• Task prompt:
Copy the items below verbatim, from the start of the items through the line containing "positive clicks: (362, 100)", both included, and leave out the pictures.

• Provided entries:
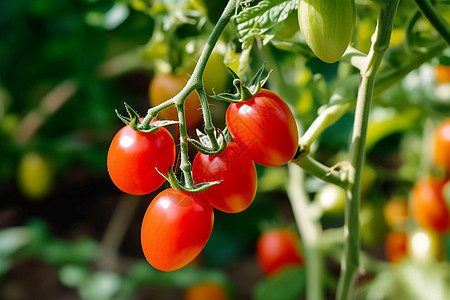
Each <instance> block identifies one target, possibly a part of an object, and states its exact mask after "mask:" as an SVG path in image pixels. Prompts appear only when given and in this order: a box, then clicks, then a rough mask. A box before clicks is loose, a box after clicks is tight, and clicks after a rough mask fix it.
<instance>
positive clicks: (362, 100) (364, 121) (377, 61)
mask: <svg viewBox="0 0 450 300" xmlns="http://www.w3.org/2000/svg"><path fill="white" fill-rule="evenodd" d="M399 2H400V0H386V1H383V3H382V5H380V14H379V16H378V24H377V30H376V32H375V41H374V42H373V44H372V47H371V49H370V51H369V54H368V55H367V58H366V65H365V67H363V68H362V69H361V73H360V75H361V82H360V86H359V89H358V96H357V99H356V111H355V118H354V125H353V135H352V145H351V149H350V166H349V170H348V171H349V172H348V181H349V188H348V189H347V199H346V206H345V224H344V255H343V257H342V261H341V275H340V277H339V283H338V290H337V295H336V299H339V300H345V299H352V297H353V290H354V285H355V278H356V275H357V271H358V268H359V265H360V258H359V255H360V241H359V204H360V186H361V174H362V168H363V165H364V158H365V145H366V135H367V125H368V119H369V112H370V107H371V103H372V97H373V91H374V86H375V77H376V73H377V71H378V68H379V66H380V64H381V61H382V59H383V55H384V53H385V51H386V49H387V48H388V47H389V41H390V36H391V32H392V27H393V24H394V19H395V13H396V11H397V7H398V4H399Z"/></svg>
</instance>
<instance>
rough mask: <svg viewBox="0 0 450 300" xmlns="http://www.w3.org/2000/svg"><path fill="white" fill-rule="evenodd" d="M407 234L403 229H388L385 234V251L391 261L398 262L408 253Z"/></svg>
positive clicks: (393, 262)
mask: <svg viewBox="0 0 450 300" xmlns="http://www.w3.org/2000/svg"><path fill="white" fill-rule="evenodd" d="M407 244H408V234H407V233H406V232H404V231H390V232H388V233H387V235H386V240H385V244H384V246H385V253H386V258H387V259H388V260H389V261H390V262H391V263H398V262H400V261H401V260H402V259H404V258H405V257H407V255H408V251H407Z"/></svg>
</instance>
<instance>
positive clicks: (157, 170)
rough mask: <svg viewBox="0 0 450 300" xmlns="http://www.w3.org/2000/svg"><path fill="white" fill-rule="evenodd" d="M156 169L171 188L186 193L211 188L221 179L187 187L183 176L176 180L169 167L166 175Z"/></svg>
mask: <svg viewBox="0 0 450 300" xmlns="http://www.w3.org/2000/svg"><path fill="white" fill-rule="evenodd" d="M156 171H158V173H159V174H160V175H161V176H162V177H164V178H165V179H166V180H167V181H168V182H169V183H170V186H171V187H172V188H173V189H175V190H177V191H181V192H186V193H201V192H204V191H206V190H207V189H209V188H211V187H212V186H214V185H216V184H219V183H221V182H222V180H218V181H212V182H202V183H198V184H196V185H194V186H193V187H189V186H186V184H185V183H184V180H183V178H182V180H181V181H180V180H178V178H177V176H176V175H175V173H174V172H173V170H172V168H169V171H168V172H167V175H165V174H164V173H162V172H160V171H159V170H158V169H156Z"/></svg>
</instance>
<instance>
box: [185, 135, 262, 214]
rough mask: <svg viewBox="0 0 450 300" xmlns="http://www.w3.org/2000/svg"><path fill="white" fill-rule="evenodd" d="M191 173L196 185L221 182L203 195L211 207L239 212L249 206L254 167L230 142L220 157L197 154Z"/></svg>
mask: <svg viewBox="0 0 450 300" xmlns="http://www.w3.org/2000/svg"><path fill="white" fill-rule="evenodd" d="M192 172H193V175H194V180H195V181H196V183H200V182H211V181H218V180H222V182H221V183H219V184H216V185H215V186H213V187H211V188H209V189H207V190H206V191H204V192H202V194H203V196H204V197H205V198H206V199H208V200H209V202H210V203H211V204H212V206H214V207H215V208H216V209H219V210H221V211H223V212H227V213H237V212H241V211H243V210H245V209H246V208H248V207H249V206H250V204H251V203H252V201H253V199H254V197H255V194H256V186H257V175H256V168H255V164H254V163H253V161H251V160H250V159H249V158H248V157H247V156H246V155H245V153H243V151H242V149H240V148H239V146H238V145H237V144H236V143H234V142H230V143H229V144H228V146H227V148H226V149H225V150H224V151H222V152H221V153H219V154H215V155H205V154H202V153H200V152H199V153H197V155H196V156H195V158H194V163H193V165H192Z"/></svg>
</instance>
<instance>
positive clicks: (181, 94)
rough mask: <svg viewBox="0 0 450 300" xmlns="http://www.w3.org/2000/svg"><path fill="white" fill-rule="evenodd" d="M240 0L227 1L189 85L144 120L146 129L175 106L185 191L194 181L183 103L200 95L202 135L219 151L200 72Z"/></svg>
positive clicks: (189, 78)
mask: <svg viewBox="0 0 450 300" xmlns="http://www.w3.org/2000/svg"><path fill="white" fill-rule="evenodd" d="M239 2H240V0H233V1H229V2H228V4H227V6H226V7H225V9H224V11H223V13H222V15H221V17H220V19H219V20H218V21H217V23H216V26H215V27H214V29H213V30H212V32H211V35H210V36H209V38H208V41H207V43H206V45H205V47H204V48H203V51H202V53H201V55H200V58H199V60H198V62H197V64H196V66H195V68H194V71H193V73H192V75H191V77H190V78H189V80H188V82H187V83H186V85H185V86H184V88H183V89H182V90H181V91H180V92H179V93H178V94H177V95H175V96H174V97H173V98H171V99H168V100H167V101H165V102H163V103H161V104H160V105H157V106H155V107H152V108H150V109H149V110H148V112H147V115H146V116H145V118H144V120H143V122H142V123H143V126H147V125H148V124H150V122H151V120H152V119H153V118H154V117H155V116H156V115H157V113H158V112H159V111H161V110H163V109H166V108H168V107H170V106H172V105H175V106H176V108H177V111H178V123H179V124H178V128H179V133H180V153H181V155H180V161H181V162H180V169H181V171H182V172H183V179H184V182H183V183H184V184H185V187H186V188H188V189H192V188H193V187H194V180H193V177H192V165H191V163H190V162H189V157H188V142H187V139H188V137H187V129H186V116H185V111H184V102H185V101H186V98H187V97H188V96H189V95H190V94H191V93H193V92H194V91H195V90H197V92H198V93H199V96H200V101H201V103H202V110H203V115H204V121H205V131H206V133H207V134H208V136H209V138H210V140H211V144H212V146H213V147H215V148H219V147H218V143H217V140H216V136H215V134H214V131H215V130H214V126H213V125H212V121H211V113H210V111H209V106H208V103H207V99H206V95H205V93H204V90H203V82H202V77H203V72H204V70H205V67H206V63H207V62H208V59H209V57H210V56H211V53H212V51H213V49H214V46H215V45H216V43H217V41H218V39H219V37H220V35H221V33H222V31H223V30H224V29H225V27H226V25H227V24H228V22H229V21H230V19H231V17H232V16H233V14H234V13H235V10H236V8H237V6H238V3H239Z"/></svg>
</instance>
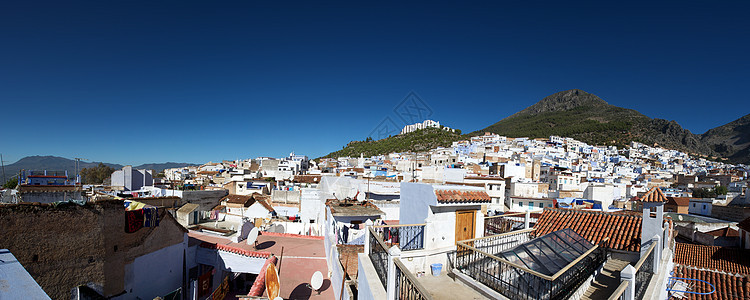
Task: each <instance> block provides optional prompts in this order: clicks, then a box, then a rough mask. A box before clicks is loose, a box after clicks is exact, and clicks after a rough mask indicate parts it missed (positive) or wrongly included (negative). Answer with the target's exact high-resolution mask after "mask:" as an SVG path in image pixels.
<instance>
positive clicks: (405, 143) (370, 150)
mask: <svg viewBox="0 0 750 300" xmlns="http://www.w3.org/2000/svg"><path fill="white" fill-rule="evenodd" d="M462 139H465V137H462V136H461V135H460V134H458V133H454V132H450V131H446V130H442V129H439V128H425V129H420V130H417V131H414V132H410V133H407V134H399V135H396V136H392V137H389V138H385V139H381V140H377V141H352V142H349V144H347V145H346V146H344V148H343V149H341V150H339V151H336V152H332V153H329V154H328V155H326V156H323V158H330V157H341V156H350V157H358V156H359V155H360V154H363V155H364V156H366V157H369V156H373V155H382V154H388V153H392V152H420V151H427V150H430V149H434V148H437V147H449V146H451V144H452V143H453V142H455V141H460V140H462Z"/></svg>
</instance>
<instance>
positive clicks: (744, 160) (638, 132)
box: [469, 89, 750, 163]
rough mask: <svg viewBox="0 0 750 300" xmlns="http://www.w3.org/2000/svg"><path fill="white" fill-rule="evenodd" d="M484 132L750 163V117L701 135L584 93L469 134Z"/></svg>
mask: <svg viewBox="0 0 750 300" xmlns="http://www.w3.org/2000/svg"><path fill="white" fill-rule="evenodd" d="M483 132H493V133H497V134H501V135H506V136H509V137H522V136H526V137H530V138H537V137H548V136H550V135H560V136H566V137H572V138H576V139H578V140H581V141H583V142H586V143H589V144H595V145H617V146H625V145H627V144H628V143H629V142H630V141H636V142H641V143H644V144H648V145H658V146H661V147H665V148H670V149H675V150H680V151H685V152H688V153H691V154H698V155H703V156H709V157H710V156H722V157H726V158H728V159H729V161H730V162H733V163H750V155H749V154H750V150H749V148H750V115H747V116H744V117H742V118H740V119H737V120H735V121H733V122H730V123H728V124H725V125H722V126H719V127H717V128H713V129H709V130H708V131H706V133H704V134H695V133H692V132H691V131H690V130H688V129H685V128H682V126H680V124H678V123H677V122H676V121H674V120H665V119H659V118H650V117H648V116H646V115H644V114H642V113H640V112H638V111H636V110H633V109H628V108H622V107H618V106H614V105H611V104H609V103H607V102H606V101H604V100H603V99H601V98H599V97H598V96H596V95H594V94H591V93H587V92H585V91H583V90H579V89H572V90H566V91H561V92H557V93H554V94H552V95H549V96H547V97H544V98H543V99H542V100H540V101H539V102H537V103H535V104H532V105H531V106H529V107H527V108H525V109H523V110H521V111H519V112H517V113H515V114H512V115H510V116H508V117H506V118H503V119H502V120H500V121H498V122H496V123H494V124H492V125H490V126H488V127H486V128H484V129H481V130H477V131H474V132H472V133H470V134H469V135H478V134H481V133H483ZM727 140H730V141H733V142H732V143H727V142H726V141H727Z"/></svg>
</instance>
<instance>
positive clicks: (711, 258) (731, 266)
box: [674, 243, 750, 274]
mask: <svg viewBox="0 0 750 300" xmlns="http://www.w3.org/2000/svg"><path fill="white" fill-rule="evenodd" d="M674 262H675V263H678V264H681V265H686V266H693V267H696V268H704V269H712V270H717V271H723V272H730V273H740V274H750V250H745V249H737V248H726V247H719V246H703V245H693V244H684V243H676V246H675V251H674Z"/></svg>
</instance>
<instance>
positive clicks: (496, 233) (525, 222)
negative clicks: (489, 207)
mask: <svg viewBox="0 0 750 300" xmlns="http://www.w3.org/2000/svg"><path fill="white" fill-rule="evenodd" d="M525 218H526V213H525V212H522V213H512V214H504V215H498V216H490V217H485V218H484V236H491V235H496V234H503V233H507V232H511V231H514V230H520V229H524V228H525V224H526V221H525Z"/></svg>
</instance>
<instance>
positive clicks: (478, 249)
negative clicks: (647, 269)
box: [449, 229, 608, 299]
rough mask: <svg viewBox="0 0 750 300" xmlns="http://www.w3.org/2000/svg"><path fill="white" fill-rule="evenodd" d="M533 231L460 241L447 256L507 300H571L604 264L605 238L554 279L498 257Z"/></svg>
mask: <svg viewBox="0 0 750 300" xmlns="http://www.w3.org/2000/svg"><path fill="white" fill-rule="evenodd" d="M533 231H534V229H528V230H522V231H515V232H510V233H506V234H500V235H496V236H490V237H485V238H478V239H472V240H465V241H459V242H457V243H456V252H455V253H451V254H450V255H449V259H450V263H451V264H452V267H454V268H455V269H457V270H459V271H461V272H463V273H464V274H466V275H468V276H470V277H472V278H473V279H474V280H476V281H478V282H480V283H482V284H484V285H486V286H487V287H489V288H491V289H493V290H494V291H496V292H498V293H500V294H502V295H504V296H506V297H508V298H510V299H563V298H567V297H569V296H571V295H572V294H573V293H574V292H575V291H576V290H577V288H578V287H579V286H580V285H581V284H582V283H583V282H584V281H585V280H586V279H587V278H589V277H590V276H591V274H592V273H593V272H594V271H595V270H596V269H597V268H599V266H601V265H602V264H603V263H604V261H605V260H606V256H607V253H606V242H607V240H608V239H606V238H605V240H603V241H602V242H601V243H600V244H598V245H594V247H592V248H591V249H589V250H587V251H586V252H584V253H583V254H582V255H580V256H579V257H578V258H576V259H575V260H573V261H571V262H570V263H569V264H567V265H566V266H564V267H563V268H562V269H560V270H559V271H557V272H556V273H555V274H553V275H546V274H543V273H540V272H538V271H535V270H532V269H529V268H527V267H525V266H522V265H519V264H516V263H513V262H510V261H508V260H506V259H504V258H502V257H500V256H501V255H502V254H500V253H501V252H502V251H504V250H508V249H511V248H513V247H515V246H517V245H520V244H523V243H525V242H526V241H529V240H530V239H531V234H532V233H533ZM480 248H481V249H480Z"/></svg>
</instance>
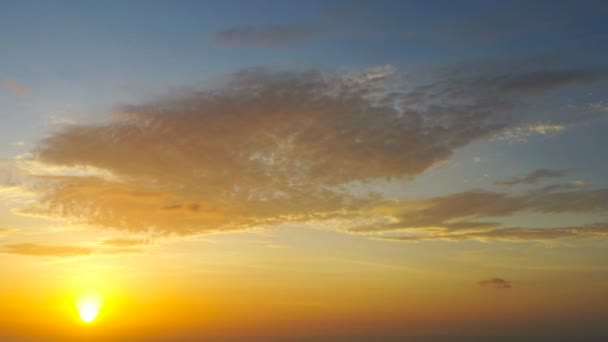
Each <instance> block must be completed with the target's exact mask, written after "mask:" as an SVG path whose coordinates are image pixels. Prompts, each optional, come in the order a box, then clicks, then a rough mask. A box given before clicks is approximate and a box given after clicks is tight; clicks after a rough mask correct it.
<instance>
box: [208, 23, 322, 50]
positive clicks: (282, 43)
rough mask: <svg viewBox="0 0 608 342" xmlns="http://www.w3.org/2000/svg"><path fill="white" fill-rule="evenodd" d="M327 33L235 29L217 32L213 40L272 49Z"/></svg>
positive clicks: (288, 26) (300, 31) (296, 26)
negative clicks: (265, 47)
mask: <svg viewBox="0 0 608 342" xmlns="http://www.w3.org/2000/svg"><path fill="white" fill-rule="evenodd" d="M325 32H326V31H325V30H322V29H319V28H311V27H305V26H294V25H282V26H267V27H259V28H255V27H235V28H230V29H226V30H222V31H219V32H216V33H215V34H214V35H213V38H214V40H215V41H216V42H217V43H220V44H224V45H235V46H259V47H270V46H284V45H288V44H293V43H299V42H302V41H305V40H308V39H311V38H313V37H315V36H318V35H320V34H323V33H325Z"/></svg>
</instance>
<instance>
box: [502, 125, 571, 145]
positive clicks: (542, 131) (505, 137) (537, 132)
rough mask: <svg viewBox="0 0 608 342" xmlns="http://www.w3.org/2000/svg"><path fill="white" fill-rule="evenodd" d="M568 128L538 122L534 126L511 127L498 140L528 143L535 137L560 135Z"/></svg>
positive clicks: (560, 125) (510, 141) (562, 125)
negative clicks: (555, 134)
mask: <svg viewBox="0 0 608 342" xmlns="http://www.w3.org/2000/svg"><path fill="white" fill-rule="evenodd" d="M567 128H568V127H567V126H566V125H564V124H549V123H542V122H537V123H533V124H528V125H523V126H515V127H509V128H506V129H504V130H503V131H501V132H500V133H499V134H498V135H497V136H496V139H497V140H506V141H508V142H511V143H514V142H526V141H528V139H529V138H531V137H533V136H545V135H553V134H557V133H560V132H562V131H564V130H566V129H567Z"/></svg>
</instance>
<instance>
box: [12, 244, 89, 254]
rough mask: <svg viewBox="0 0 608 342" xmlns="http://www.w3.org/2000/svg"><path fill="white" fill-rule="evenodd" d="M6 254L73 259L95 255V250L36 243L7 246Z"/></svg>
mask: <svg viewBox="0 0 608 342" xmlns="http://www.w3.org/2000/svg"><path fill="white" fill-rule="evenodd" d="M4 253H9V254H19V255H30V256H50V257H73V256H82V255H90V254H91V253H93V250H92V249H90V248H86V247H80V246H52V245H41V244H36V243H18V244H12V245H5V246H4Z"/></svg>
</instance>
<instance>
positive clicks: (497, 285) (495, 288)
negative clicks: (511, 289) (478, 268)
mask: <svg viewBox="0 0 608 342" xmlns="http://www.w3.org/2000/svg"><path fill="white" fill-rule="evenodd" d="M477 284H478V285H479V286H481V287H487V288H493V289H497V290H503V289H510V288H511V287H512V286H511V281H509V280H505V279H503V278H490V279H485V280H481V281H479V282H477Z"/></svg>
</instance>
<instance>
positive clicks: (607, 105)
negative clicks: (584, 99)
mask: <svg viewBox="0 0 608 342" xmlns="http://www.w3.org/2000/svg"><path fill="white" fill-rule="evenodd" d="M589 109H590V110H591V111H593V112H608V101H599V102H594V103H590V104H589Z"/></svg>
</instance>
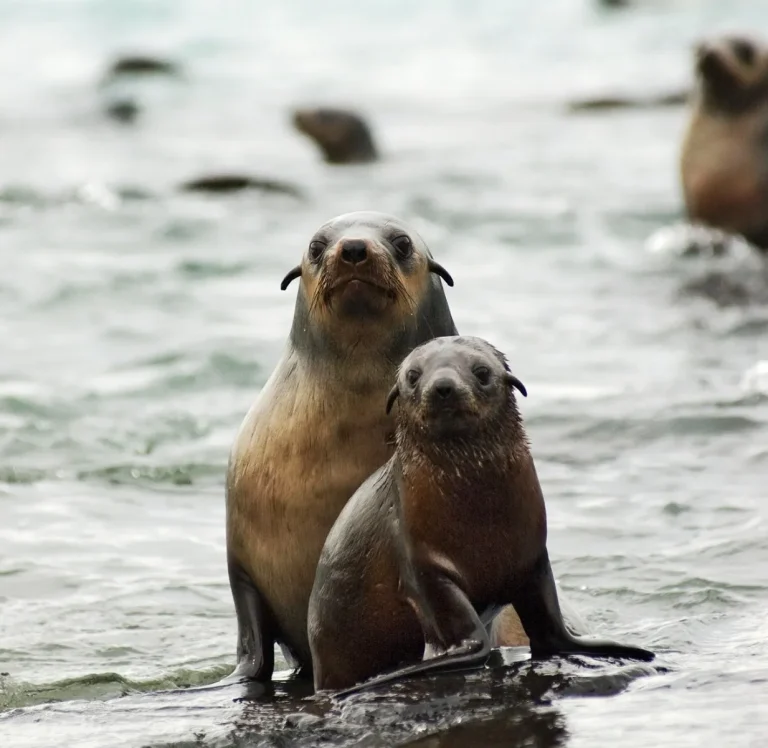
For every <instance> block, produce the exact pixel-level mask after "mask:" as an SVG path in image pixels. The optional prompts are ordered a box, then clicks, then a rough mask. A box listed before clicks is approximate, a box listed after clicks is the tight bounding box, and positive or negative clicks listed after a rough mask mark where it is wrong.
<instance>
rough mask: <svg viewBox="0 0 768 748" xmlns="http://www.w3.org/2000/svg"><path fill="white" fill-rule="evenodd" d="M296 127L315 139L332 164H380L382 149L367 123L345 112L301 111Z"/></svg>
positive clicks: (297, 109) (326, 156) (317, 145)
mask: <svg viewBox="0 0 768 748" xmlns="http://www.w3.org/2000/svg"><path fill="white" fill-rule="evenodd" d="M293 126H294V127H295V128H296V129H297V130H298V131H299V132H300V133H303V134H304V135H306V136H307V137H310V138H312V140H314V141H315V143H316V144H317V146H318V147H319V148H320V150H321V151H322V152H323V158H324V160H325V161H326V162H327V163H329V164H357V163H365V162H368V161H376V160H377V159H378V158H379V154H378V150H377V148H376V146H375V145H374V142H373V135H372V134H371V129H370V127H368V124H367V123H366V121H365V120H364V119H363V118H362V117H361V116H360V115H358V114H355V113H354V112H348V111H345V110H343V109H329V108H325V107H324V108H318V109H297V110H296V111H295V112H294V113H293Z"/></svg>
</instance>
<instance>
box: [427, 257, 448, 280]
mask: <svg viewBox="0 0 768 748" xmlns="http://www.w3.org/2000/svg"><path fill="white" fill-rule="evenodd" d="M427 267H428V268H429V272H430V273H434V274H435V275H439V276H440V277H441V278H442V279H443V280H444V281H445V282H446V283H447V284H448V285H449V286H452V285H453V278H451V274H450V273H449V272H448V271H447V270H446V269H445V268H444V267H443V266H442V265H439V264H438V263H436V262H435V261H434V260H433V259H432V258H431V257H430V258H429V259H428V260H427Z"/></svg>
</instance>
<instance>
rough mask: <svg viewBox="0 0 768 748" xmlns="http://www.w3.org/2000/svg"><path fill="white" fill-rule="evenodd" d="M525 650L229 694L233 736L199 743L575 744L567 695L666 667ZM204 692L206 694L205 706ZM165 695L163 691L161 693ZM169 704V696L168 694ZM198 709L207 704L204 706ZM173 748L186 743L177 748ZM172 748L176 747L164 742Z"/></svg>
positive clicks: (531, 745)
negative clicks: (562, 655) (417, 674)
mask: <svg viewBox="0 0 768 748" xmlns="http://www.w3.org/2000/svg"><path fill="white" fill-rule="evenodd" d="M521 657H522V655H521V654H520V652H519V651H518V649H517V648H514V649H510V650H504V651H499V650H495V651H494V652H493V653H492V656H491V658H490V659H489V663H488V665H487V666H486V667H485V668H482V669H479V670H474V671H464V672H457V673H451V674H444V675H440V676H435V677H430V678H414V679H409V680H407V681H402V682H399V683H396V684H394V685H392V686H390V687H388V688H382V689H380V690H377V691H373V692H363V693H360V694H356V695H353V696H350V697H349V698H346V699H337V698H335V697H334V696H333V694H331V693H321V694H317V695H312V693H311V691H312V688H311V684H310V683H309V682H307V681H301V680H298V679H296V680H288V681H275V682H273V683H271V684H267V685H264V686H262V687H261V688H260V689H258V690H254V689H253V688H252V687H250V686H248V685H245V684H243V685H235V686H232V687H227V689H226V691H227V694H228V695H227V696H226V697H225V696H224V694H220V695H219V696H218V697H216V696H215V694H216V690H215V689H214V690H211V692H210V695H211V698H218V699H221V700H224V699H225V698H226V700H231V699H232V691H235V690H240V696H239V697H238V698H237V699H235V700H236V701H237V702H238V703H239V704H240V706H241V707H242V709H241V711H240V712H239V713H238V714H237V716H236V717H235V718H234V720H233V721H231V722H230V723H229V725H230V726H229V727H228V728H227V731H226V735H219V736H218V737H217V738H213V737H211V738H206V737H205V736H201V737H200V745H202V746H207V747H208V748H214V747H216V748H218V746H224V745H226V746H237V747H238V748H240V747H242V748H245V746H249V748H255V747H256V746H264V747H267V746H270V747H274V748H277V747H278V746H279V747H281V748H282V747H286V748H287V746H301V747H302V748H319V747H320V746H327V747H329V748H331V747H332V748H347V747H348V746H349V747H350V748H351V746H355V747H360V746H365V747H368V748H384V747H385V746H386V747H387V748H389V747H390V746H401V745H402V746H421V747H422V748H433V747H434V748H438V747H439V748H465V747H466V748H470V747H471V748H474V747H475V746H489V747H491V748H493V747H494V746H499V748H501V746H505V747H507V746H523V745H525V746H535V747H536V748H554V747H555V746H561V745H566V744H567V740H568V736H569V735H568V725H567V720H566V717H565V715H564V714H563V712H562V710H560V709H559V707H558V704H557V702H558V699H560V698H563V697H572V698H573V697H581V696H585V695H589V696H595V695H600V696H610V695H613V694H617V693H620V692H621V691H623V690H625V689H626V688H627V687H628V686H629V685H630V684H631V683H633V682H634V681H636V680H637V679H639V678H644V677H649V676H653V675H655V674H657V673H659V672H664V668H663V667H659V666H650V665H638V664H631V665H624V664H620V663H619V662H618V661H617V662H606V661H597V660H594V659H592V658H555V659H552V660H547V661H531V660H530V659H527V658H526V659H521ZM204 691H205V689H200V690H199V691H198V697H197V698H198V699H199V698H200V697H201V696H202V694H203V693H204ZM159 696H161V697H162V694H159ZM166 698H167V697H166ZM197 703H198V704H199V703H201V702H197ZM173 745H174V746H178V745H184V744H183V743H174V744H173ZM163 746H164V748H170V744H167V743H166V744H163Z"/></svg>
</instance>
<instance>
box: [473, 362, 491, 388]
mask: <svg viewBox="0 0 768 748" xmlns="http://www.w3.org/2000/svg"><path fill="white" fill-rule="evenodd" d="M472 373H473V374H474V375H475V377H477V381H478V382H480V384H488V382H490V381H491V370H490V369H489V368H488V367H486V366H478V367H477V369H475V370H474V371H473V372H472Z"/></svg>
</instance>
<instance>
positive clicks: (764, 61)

• Answer for this exercise:
Each <instance> block identifies one target, possibly a part of an object, and states its exact mask after "mask:" as an SVG path in image pixels. Prompts appear only when given and in this order: a box, then clicks, then a rough mask. A box before clicks is loose, a box after clicks is tight, and clicks after a rough mask fix it.
<instance>
positive clicks: (362, 100) (364, 121) (377, 61)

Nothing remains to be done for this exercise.